━━ Records for processing ━━
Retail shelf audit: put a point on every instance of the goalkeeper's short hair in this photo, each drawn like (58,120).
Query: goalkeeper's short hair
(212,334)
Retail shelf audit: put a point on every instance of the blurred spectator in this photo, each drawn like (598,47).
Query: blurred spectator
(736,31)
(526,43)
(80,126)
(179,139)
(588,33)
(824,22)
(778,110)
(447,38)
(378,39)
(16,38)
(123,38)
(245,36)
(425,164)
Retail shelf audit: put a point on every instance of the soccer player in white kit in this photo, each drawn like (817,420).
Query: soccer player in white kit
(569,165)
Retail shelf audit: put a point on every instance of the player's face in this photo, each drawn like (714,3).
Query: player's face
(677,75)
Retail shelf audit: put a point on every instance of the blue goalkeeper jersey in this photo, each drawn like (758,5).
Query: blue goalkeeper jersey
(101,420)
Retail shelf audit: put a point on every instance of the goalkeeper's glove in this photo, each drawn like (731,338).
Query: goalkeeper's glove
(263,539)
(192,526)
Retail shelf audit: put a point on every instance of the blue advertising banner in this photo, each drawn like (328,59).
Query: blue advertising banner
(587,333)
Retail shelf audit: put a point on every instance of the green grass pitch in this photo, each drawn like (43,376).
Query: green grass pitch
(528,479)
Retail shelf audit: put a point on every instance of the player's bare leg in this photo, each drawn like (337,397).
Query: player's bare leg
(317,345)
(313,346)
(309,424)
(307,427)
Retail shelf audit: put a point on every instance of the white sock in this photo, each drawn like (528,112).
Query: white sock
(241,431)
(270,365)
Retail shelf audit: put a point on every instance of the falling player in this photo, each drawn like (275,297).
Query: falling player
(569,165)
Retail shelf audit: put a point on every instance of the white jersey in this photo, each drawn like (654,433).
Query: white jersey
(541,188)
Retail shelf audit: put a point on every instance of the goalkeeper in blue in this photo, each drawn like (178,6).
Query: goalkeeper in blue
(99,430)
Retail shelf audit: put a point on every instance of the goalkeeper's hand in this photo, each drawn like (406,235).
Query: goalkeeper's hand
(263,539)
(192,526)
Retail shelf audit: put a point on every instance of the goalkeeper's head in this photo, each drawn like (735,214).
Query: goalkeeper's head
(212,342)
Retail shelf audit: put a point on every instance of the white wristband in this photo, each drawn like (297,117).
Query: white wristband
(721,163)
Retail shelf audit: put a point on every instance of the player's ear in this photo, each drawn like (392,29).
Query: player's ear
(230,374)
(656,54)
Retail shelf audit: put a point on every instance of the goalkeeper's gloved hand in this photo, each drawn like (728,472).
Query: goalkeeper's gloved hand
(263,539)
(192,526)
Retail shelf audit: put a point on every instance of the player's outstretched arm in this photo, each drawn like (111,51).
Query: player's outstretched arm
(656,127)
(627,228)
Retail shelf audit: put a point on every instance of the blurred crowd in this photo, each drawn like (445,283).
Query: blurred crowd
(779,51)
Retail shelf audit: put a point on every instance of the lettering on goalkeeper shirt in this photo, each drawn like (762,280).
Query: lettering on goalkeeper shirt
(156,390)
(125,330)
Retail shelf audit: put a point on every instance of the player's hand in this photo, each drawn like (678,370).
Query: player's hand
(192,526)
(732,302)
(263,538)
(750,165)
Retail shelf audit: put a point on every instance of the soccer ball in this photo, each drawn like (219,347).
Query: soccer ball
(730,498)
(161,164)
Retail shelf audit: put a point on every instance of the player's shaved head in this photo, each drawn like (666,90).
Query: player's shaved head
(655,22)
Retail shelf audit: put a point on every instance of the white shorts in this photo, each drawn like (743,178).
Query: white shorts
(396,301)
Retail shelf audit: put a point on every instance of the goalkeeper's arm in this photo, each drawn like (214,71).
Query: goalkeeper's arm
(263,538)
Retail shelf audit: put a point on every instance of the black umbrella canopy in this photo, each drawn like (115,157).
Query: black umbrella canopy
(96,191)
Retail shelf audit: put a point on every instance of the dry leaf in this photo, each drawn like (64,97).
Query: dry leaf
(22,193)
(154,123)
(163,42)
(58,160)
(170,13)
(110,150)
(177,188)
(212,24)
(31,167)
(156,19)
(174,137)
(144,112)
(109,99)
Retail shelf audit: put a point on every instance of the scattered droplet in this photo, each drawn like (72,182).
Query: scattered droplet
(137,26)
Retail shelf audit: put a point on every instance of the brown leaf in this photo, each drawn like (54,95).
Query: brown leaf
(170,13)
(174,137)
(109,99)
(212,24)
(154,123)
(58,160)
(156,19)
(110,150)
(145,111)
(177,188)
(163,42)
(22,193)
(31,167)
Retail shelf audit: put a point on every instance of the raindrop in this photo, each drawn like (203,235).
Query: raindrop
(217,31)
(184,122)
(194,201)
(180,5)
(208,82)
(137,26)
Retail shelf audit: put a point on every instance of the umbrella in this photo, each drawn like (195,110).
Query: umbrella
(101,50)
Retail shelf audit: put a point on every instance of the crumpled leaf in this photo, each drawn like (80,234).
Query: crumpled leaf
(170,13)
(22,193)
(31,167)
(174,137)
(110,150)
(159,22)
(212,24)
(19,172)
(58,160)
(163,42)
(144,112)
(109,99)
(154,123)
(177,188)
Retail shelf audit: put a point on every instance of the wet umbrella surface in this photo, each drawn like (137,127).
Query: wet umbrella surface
━━━
Required work: Above are the records; copy every line in them that holds the word "surface".

Task output:
Retail shelf audit: put a point on every instance of the wet umbrella surface in this photo, each drawn like (137,127).
Query: wet umbrella surface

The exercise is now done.